> [Complete the following]:
A - Please reproduce part of the post on toddler play, starting with "Then I noticed" and going on through "for his age.".
B - In the post on toddler play, condense the paragraph that begins "Then I noticed that J wasn't really talking" into a short bulleted list that keeps its main facts.
C - Answer these questions from the post on toddler play, one per line:
(i) At what age did J go down to one nap?
(ii) Which two hands-on activities did they start with?
(iii) After how long did they have an entire zoo?

> [Extract to read]:
--------------------

I wasn’t very good at making meaningful play experiences with J when he was a baby and young toddler. I let him play on his own and would often join in on his play, but I didn’t really provide him with many new play experiences. I guess I thought was a bit too young and I wasn’t really quite sure what to do. You see, I understand toddlers much better than infants. If I knew then what I know now…I’d done it totally different.
Well, when J turned 14 months old and went down to one nap, I decided to start doing more activities with him. We started off by doing a lot of good hands on activities, like finger painting and painting with water. J had a blast and I was happy.
Then I noticed that J wasn’t really talking and that’s when I started the comparing him to other kids…read here if you want more on this story. So, I decided to do a theme each week and work on J’s vocabulary. Basically, this is where I took all my education and experience and threw it out the window. I worked hard with J to discuss farm animals, zoo animals, pets, things that go, etc. I even had J make a different zoo animal each day and we had an entire zoo after two weeks! This was a great idea for a 3 year old…not a 15 month old! We had a color of the week and I tried really hard to get my son to make animal noises. I was pushing and our activities weren’t fun anymore.
I had broken my own rules:
- Stay within your child’s abilities – I was pushing him to make things that were way too advanced for his age.
- Don’t push – Your child will develop in his own time and at his own speed. Again..I was pushing.
- Let your child lead – I was forcing J to do the activities the way I wanted him to do them. I didn’t really let him make things the way he wanted to make them.
I did these things all under the idea that I was trying to educate him….haha. I’m amazed at how I know that children will grow at their own pace in their own time, but I wasn’t allowing my child to do this. I was pushing and having much higher expectations for him than he could ever achieve. It’s amazing how someone who knows better makes such big mistakes.

--------------------

> [Dataset excerpts]:
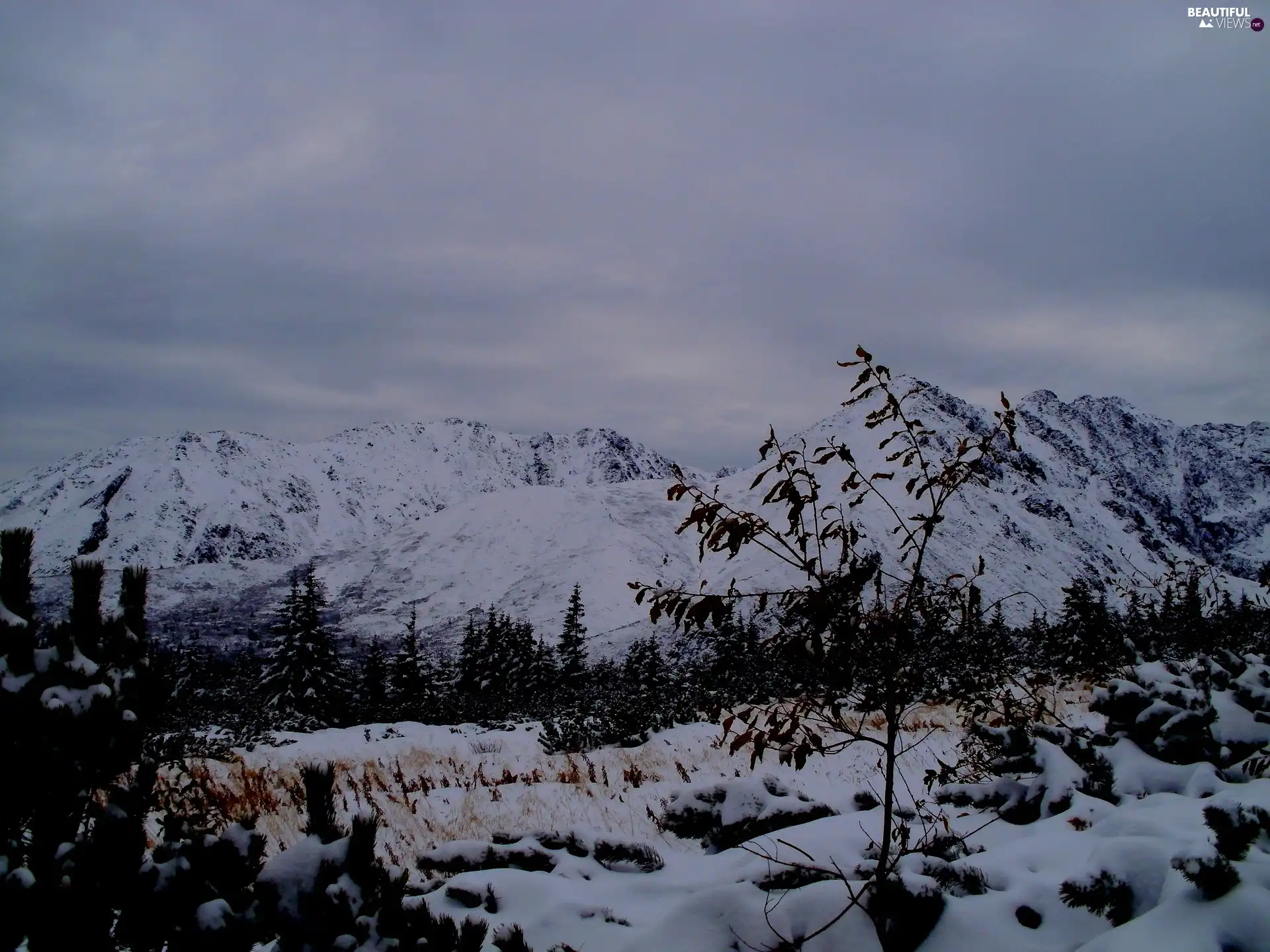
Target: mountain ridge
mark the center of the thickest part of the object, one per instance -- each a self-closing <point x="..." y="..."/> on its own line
<point x="444" y="517"/>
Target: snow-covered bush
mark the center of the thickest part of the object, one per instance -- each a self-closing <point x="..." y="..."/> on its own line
<point x="727" y="814"/>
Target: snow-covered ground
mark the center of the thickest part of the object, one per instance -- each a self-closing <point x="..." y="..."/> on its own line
<point x="460" y="787"/>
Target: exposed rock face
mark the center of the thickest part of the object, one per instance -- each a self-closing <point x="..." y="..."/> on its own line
<point x="446" y="517"/>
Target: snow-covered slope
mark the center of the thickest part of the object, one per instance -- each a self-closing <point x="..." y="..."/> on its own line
<point x="448" y="517"/>
<point x="238" y="496"/>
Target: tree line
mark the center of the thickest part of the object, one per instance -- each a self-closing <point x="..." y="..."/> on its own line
<point x="505" y="670"/>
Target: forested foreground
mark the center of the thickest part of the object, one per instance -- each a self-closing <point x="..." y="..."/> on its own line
<point x="1140" y="819"/>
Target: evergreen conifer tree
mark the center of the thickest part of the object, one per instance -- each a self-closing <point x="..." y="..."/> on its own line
<point x="573" y="647"/>
<point x="414" y="683"/>
<point x="372" y="684"/>
<point x="1087" y="641"/>
<point x="304" y="681"/>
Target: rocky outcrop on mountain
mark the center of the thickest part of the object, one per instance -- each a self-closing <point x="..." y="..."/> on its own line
<point x="446" y="517"/>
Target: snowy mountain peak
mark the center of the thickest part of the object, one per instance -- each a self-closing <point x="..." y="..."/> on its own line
<point x="197" y="498"/>
<point x="444" y="517"/>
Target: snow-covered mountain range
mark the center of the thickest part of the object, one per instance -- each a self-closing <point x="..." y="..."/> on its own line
<point x="451" y="516"/>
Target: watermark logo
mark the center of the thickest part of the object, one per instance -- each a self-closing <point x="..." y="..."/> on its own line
<point x="1224" y="18"/>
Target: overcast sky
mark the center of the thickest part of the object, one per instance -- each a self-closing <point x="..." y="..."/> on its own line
<point x="666" y="219"/>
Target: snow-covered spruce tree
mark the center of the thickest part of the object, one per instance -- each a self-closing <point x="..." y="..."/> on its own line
<point x="371" y="698"/>
<point x="867" y="621"/>
<point x="572" y="647"/>
<point x="1087" y="643"/>
<point x="418" y="684"/>
<point x="70" y="698"/>
<point x="498" y="669"/>
<point x="304" y="680"/>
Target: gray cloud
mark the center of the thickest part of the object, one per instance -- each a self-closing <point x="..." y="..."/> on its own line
<point x="668" y="219"/>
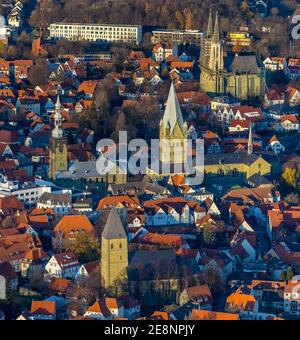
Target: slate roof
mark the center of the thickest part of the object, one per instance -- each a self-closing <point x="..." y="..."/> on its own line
<point x="114" y="228"/>
<point x="144" y="264"/>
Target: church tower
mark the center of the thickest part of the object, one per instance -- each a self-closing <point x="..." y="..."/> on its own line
<point x="114" y="250"/>
<point x="212" y="59"/>
<point x="58" y="145"/>
<point x="173" y="132"/>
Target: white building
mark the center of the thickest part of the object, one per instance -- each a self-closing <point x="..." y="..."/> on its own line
<point x="27" y="192"/>
<point x="275" y="64"/>
<point x="63" y="265"/>
<point x="97" y="32"/>
<point x="275" y="146"/>
<point x="61" y="204"/>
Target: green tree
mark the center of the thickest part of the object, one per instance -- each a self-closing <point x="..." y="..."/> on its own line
<point x="210" y="234"/>
<point x="120" y="286"/>
<point x="86" y="247"/>
<point x="289" y="177"/>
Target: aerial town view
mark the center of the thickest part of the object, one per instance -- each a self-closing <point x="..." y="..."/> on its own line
<point x="150" y="162"/>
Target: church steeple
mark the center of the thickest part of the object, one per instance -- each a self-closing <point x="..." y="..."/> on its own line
<point x="216" y="35"/>
<point x="209" y="31"/>
<point x="58" y="155"/>
<point x="250" y="141"/>
<point x="173" y="132"/>
<point x="57" y="132"/>
<point x="173" y="114"/>
<point x="114" y="250"/>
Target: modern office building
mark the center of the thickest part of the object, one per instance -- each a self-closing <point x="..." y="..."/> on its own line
<point x="176" y="36"/>
<point x="97" y="32"/>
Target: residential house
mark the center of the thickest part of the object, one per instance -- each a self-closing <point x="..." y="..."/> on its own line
<point x="63" y="265"/>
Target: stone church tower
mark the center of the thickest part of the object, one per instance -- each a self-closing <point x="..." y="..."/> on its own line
<point x="241" y="75"/>
<point x="173" y="132"/>
<point x="212" y="59"/>
<point x="58" y="145"/>
<point x="114" y="250"/>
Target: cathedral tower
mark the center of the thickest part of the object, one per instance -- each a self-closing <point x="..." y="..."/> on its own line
<point x="173" y="132"/>
<point x="58" y="145"/>
<point x="212" y="59"/>
<point x="114" y="250"/>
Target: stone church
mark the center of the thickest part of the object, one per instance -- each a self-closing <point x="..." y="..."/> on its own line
<point x="240" y="74"/>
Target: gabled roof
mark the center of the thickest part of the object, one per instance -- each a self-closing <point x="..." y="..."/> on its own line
<point x="43" y="307"/>
<point x="100" y="307"/>
<point x="114" y="228"/>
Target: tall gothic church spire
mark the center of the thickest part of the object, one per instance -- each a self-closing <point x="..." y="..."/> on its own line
<point x="209" y="31"/>
<point x="216" y="36"/>
<point x="173" y="114"/>
<point x="250" y="141"/>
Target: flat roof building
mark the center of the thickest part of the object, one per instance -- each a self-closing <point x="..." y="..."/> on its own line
<point x="96" y="32"/>
<point x="176" y="36"/>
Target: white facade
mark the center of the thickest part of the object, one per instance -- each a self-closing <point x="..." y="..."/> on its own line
<point x="54" y="269"/>
<point x="97" y="32"/>
<point x="28" y="193"/>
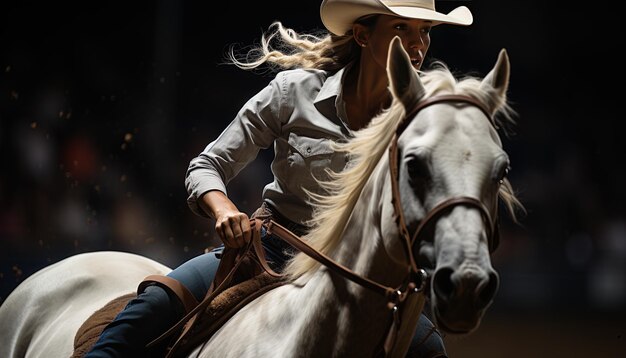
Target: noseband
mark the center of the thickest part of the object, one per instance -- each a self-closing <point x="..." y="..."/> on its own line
<point x="446" y="205"/>
<point x="415" y="281"/>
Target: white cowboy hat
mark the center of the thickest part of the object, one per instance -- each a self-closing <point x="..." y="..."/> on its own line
<point x="339" y="15"/>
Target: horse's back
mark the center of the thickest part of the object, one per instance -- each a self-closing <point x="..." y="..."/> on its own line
<point x="41" y="316"/>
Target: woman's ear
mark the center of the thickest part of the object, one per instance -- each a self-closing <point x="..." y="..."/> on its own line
<point x="360" y="34"/>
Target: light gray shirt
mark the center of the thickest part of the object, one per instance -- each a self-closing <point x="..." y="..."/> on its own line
<point x="300" y="112"/>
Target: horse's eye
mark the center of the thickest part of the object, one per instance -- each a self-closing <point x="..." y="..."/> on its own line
<point x="417" y="167"/>
<point x="502" y="173"/>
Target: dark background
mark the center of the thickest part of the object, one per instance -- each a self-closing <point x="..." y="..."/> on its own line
<point x="102" y="105"/>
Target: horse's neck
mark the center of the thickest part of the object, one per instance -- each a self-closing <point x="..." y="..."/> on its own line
<point x="358" y="313"/>
<point x="322" y="313"/>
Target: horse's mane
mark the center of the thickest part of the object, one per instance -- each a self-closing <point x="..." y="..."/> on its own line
<point x="365" y="149"/>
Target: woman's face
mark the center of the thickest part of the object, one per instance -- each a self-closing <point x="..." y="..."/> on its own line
<point x="414" y="33"/>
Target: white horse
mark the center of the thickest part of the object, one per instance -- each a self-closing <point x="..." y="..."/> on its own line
<point x="431" y="203"/>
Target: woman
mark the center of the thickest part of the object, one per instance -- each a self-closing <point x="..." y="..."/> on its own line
<point x="329" y="86"/>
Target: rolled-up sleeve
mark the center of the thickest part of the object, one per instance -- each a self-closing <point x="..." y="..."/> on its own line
<point x="254" y="128"/>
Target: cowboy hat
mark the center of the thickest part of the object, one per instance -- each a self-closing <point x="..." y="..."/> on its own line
<point x="339" y="15"/>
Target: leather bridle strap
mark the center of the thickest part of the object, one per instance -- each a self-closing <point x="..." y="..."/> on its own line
<point x="394" y="295"/>
<point x="446" y="206"/>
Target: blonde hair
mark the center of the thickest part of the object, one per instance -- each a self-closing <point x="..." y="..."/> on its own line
<point x="342" y="191"/>
<point x="284" y="48"/>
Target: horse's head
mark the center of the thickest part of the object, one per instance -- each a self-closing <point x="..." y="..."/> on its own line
<point x="450" y="175"/>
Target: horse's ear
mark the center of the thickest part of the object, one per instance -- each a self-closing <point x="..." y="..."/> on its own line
<point x="404" y="81"/>
<point x="498" y="77"/>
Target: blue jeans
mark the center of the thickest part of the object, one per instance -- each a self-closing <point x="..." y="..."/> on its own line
<point x="154" y="311"/>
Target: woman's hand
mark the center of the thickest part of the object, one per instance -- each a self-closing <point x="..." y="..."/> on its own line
<point x="231" y="225"/>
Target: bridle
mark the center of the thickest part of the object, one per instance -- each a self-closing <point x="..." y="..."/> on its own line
<point x="416" y="278"/>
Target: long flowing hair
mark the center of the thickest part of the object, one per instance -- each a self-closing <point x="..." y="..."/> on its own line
<point x="333" y="208"/>
<point x="283" y="48"/>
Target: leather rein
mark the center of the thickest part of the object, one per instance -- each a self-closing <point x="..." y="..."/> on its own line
<point x="416" y="278"/>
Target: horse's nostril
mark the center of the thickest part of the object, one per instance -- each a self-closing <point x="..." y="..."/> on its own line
<point x="442" y="283"/>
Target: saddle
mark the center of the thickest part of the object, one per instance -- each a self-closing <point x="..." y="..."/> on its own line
<point x="242" y="275"/>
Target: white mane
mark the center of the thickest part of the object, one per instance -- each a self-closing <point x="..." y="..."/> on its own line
<point x="333" y="209"/>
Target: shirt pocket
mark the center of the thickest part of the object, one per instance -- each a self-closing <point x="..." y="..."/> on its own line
<point x="310" y="158"/>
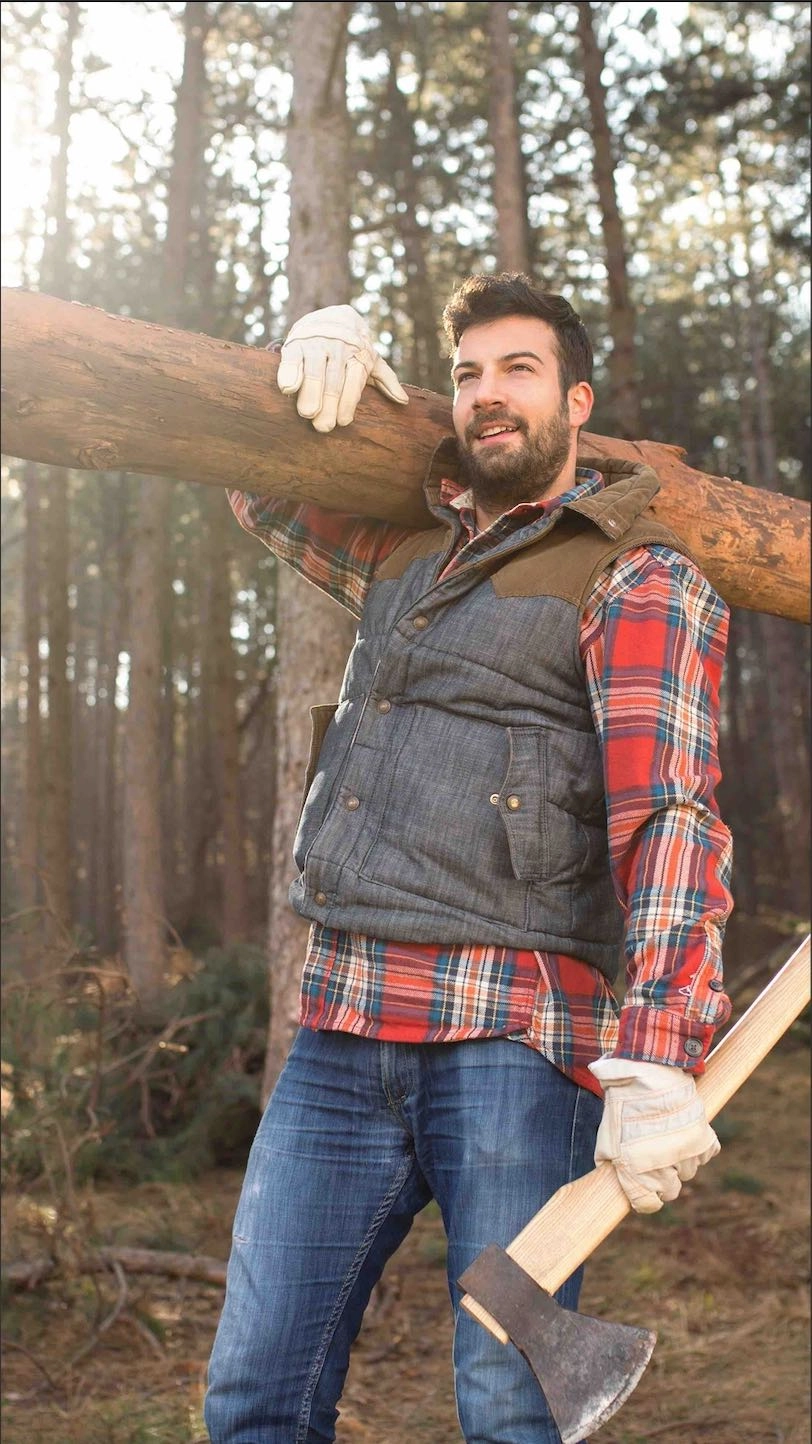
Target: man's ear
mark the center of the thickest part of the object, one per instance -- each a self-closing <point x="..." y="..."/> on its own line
<point x="580" y="400"/>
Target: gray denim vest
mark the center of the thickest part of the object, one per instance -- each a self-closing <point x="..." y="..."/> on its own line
<point x="455" y="793"/>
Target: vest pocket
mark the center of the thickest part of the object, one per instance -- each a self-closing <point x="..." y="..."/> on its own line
<point x="522" y="806"/>
<point x="321" y="716"/>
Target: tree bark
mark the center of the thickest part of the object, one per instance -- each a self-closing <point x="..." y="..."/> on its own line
<point x="218" y="663"/>
<point x="58" y="734"/>
<point x="503" y="127"/>
<point x="145" y="852"/>
<point x="623" y="381"/>
<point x="314" y="636"/>
<point x="28" y="884"/>
<point x="399" y="148"/>
<point x="91" y="390"/>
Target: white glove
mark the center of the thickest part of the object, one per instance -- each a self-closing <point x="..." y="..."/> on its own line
<point x="653" y="1129"/>
<point x="328" y="358"/>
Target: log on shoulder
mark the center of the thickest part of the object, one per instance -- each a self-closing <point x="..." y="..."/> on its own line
<point x="109" y="393"/>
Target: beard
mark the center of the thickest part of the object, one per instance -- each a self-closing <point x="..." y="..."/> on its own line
<point x="500" y="477"/>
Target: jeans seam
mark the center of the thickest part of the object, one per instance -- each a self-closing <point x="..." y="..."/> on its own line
<point x="572" y="1132"/>
<point x="346" y="1290"/>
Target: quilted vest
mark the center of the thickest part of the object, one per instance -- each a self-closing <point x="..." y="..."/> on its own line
<point x="455" y="793"/>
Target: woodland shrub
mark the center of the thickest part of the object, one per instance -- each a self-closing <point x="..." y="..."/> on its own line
<point x="91" y="1089"/>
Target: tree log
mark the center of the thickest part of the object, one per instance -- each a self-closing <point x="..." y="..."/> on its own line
<point x="97" y="392"/>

--------------------

> [Per-task answers]:
A -
Then I noticed that J wasn’t really talking and that’s when I started the comparing him to other kids…read here if you want more on this story. So, I decided to do a theme each week and work on J’s vocabulary. Basically, this is where I took all my education and experience and threw it out the window. I worked hard with J to discuss farm animals, zoo animals, pets, things that go, etc. I even had J make a different zoo animal each day and we had an entire zoo after two weeks! This was a great idea for a 3 year old…not a 15 month old! We had a color of the week and I tried really hard to get my son to make animal noises. I was pushing and our activities weren’t fun anymore.
I had broken my own rules:
- Stay within your child’s abilities – I was pushing him to make things that were way too advanced for his age.

B -
- J wasn't really talking, and the writer began comparing him to other kids.
- The writer started a weekly theme to build J's vocabulary, setting aside the writer's own education and experience.
- Topics included farm animals, zoo animals, pets and things that go.
- J made a different zoo animal each day, giving them an entire zoo after two weeks, an idea suited to a 3-year-old but not a 15-month-old.
- There was a color of the week, and the writer tried hard to get J to make animal noises.
- The writer was pushing, and the activities stopped being fun.

C -
(i) 14 months old
(ii) Finger painting and painting with water
(iii) Two weeks